* The problem
Copy out every line of the listing below without changing anything, and leave the pictures out of your answer.

--- Start Task data ---

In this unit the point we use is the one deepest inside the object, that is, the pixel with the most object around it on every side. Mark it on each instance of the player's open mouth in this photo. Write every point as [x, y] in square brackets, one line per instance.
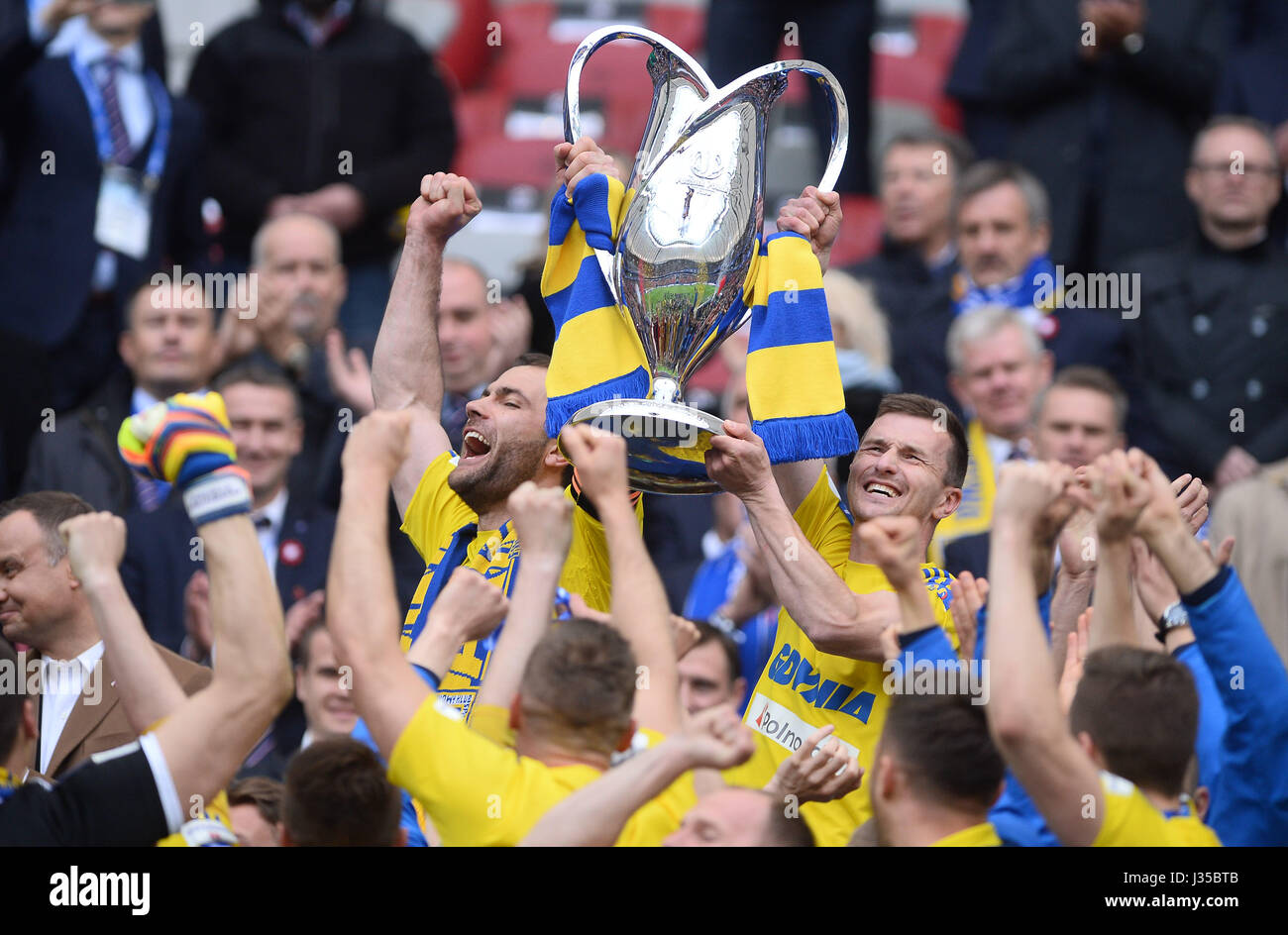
[473, 445]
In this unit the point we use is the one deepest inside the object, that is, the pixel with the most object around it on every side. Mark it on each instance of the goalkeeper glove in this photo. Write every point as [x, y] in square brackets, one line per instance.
[187, 441]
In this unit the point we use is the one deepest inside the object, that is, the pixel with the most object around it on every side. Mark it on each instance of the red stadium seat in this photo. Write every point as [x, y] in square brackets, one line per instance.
[481, 114]
[938, 38]
[861, 231]
[467, 52]
[502, 162]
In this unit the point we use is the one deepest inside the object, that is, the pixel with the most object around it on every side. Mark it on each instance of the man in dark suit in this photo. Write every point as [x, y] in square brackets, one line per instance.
[1077, 419]
[912, 274]
[163, 569]
[1104, 97]
[44, 607]
[102, 187]
[167, 350]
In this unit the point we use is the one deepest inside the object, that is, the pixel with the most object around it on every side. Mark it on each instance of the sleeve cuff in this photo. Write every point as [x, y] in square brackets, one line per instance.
[428, 676]
[1210, 590]
[166, 791]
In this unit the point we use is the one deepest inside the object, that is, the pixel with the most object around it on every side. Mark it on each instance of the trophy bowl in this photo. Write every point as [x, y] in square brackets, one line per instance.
[687, 249]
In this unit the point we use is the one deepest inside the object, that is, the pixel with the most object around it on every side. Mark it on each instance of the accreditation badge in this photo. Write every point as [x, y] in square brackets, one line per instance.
[124, 218]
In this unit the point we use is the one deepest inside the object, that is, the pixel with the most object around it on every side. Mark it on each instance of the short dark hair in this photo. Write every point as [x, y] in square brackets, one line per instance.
[580, 685]
[782, 831]
[943, 742]
[709, 634]
[992, 172]
[1257, 127]
[925, 407]
[51, 509]
[960, 153]
[532, 359]
[261, 791]
[1141, 710]
[261, 375]
[11, 702]
[1085, 376]
[336, 794]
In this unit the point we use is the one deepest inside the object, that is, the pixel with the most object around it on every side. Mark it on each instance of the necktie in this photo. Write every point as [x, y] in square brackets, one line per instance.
[121, 149]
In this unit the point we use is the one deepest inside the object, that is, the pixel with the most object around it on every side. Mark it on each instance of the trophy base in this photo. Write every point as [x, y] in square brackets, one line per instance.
[666, 443]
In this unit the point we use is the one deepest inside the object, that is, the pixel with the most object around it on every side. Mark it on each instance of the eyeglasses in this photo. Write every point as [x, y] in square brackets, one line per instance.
[1248, 168]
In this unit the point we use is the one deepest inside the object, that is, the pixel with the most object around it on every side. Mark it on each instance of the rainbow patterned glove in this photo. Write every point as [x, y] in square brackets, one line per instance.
[187, 441]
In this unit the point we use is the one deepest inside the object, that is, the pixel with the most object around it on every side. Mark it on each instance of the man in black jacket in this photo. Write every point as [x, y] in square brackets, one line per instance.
[167, 350]
[1212, 337]
[102, 184]
[1103, 98]
[322, 107]
[913, 272]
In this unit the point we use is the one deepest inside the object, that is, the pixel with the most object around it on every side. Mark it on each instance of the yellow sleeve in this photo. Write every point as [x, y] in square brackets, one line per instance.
[493, 723]
[1131, 820]
[436, 511]
[588, 571]
[823, 522]
[211, 828]
[472, 789]
[661, 815]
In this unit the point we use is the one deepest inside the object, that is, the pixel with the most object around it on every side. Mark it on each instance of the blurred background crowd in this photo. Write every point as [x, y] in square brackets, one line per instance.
[991, 146]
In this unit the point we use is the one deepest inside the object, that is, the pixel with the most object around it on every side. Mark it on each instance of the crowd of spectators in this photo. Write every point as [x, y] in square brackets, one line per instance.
[271, 537]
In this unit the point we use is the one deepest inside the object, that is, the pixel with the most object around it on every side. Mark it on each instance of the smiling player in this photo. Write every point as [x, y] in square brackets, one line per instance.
[827, 664]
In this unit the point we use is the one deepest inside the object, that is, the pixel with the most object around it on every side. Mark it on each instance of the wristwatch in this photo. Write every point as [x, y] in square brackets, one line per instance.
[1175, 616]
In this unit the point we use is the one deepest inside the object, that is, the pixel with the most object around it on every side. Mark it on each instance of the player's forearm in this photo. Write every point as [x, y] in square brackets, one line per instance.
[245, 612]
[642, 612]
[147, 686]
[1022, 707]
[1113, 622]
[914, 610]
[807, 587]
[1072, 596]
[595, 814]
[1186, 562]
[406, 368]
[362, 604]
[524, 626]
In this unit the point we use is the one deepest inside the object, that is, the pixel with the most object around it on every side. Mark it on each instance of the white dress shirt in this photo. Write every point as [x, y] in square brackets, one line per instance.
[274, 511]
[60, 685]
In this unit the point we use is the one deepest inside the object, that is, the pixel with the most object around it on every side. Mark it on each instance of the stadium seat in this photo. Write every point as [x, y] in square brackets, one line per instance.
[467, 52]
[501, 162]
[861, 231]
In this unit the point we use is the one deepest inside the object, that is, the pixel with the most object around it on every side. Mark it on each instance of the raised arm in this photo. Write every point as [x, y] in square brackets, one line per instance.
[467, 609]
[806, 584]
[595, 814]
[149, 690]
[1120, 494]
[406, 369]
[362, 609]
[639, 607]
[206, 737]
[542, 517]
[1022, 708]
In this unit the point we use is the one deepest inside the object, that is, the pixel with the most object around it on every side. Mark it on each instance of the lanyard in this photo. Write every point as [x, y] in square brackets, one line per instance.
[103, 134]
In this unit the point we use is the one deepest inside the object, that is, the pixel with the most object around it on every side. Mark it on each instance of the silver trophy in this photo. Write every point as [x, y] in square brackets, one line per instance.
[688, 241]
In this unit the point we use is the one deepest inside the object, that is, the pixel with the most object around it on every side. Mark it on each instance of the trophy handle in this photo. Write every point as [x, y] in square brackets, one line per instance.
[603, 37]
[840, 117]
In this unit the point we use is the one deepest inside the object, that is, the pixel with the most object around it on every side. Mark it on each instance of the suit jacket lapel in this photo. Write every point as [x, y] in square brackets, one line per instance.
[84, 717]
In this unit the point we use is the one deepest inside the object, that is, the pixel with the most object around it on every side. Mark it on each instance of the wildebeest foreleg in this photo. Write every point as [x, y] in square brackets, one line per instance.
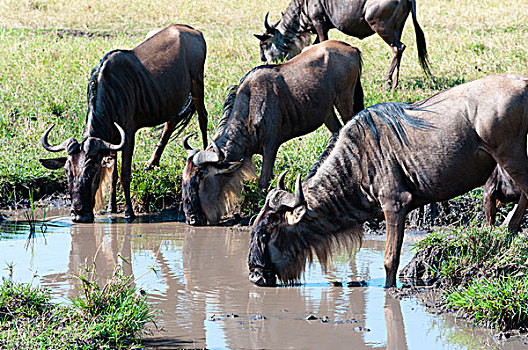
[169, 128]
[268, 159]
[332, 123]
[395, 212]
[126, 172]
[392, 75]
[514, 218]
[112, 204]
[489, 200]
[197, 92]
[321, 30]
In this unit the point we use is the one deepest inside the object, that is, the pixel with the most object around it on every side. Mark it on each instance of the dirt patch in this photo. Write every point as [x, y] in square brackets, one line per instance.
[76, 33]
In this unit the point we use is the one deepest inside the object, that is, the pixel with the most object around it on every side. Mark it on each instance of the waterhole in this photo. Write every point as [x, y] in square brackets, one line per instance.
[198, 279]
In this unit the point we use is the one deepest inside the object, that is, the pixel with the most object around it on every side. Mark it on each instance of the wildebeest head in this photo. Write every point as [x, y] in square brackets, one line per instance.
[204, 181]
[276, 47]
[276, 249]
[87, 165]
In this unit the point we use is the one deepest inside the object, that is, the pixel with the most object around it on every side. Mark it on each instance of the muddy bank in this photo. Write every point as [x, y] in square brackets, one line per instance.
[52, 192]
[198, 278]
[477, 273]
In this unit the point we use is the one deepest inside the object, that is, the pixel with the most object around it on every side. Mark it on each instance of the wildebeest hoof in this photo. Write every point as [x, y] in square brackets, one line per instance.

--- End Task data ---

* Output below
In this unit the point we use is the one deepest inside the object, that is, the pixel with the most object around it on every side. Mark it on each instance of the player's open mouth in this photo. Write every point as [x, y] in square brackets, one line per instance.
[473, 445]
In this unit the point we use is the one deepest inside the object, that is, the pixel with the most object around it on every side. Mark it on each instance of the goalkeeper glove in this photo. Write every point as [x, y] in square brackets, one line per instance.
[187, 441]
In this unit the point we use is the one deepest inside the object, that is, the pixel with the most object around it on every side. Mark it on each instance of the red stadium seat in this photo. Write every point as [x, y] in square brackets, one line per instance.
[481, 114]
[938, 38]
[861, 231]
[467, 52]
[502, 162]
In this unit the point we use is the one deepest inside the object, that is, the pixel with the most object around it on every side. Mark it on each instance of the man in dark suit in this photo. Write every point as [x, y] in square brackets, one line per instance.
[1077, 419]
[912, 274]
[163, 569]
[1104, 97]
[44, 607]
[102, 187]
[167, 350]
In this unit the point we use is the one deepest inside the object, that is, the pixel with the most object around it on every side. Mark it on each instance of the sleeve cuff in this photo. Write every point as [x, y] in square brackets, one line per instance.
[428, 676]
[1210, 590]
[166, 791]
In this unit the point we use is the one deepest inside the object, that is, the pixel with the most object around it on every side. Mark it on each instance of the trophy bowl in this photo. Write every point as [x, y] in square brackets, one line per instance.
[687, 249]
In this unit the point we use is the one deepest inside the object, that is, the pixel with the most object around it on every side. Mark it on each instance of the accreditation badge in this photo. Write every point as [x, y] in square brackets, one line per instance.
[124, 218]
In this unit the point we use is the one deepest inside the object, that is, the pixel with the most object around it on every side. Mark it on each instance of the short dark hair in this photo. Write every point as [x, y] in square brackets, one line per instance.
[580, 685]
[782, 831]
[943, 742]
[709, 634]
[992, 172]
[1257, 127]
[925, 407]
[51, 509]
[960, 153]
[532, 359]
[261, 791]
[1141, 710]
[261, 375]
[11, 702]
[1085, 376]
[336, 794]
In this unit the point we use is the one deepest inside the object, that is, the pixel with the most object around it on every side. Mark it on each instance of the necktie in this photo. Write every point as [x, y] in square brackets, one line per instance.
[121, 149]
In this unit the point we use is the one deepest inside the object, that is, the pixel with the most object around it on every side. Mark it on each instance of the trophy base in this photo. Write every point as [x, y] in square brackets, one line per instance.
[666, 443]
In this unit the point we use is the one deepest inside the object, that is, the pixel with the most object around it on every side. Mark it on each instance of the eyeglasses in this photo. Write every point as [x, y] in square brackets, one line per instance.
[1248, 168]
In this unit the point we use is the one deepest inside the object, that is, the pixel with the most object around it on every side. Mark it on each instance of the rainbow patterned glove in this photo. Write every point as [x, y] in square brackets, one line per instance.
[187, 441]
In this unit the point we use is the one deepest inside the object, that is, the pixel with the most object around it on every side. Mark it on each instance of the man in black jacket in this photo. Write every point as [x, y] in square brackets, one line per instance.
[167, 350]
[1212, 337]
[102, 184]
[1103, 98]
[322, 107]
[913, 272]
In this unit the point we use is the one deepest inside the object, that is, the pixel with the most object around it on every side. Mark it on each instance of the yellow sleeve in this photo. Write every point as [x, y] in square brackets, one line per instance.
[493, 723]
[1131, 820]
[436, 511]
[588, 571]
[823, 522]
[211, 828]
[472, 789]
[661, 815]
In this unit the point we use is the one deepest inside the object, that is, the pixel with the most object around it on every side. Mark it on each instance of the blurred background crowd in this photo. Write every point as [x, y] in square brackets, one line per instance.
[991, 146]
In this unit the point we use is the one deepest inside the object, that is, the pixel with the most object around it on every side. Mark it on each instance of the crowd of spectators in this photo. Write every point as [x, y] in square brackets, one line per instance.
[271, 537]
In this unit the point we use is the one deepest inside the object, that is, the pixel with the most object around it on every side. Mark it on each instance of the smiling player in this photo. Write every point as [x, y] in square brackets, one line per instance.
[827, 664]
In this unit the point we use is the one deepest inside the object, that is, the pixel with the most object around it on every side. Mark it on each instance of the wristwatch in this photo. Write every point as [x, y] in square brackets, one line per instance.
[1175, 616]
In this unit the point we use is the one deepest inside the object, that is, the pixel with the most object around it on every side. Mark it on each instance of the player's forearm in this photo. Write every point as [x, y] in square brackets, one line per instance.
[245, 612]
[642, 612]
[147, 686]
[1022, 707]
[1113, 622]
[914, 610]
[807, 587]
[1072, 596]
[595, 814]
[1186, 562]
[406, 368]
[362, 604]
[524, 626]
In this unit the point we use is the one deepest inside the object, that is, the pixel with the most object around it on every side. Mark it on each instance of the white dress shirt in this photo. Write every point as [x, y] in square brackets, one line per instance.
[274, 511]
[60, 685]
In this unit the point we use is the one deepest inside the object, that is, the pixel with the most object around it on every side. Mark it on each instance of the stadium seat in this photo. Write every point as [x, y] in square brackets, one line per instance.
[467, 52]
[501, 162]
[861, 231]
In this unit the point we use is the one deepest inside the object, that is, the pixel with the most object around it on every side. Mark it on each instance of the raised arm in this photo. Write every point as [x, y] in square brackets, one line per instance.
[467, 609]
[806, 584]
[595, 814]
[149, 690]
[1120, 494]
[406, 369]
[362, 609]
[639, 607]
[206, 737]
[542, 517]
[1022, 708]
In this unit the point we use is the one deepest inside the object, that is, the pixel with the most object around it on every side. Mark it on each instance of the lanyard in this photo. Write every point as [x, y] in square brackets, one line per instance.
[103, 134]
In this unit the point we use is the one deepest inside the object, that is, the pixel with the most object around it on every side. Mark it on each instance of the silver trophy in this photo. Write every point as [x, y] in square brackets, one line per instance.
[688, 241]
In this unit the point we use is the one deepest inside the object, that is, the pixel with the most object around it on every side. Mark it on each instance of the trophy handle in this photo. Write every point as [x, y] in square brackets, one line per instance.
[603, 37]
[840, 117]
In this unit the point we use is the one deepest inside the object, that is, the pixel with the most object around it on every side. Mark it on each instance of the suit jacket lapel in this photo. Write every point as [x, y] in square brackets, one line per instance.
[84, 717]
In this unit the point we use is the one deepest inside the object, that is, the pixel with the most object around it on every side. Mark it on each instance of the wildebeest foreleg in this photo. Write every point as [x, y] in square brackets, one line per instance.
[169, 128]
[268, 159]
[332, 123]
[395, 212]
[126, 172]
[392, 75]
[514, 218]
[112, 204]
[489, 200]
[197, 92]
[321, 30]
In this unit the point we use is the one deepest inside the object, that is, the pixel with the most object around it on every side. Mark it on each instance of the dirt patch in this photo. Write every point as [x, y] in square brackets, one line per instance.
[76, 33]
In this unit the point we use is the one deepest inside the object, that is, the pixel with the most object around it on every side. Mark it on each instance of the waterhole in this photo. Write every point as [x, y] in square brackets, one line per instance.
[198, 279]
In this unit the point we use is the one deepest inside the object, that is, the pixel with the most object around it on every side. Mark it on each instance of the wildebeest head in this photo. Write every point as [x, y] in square brackets, one line per instance.
[204, 181]
[276, 47]
[276, 249]
[87, 165]
In this unit the point we use is the one deepest inside the object, that is, the pixel with the most object around it on every side. Mark it on each instance of the muddy bank in this photo. Write every point as [x, y] in square brackets, one line per instance.
[52, 192]
[198, 278]
[477, 273]
In this unit the point we use is the one deepest inside the object, that is, the pixel with the most object around it on every side. Mark it on each instance of the wildebeest hoof in this photo. Write every point as [x, y] in square brackets, one line per instance.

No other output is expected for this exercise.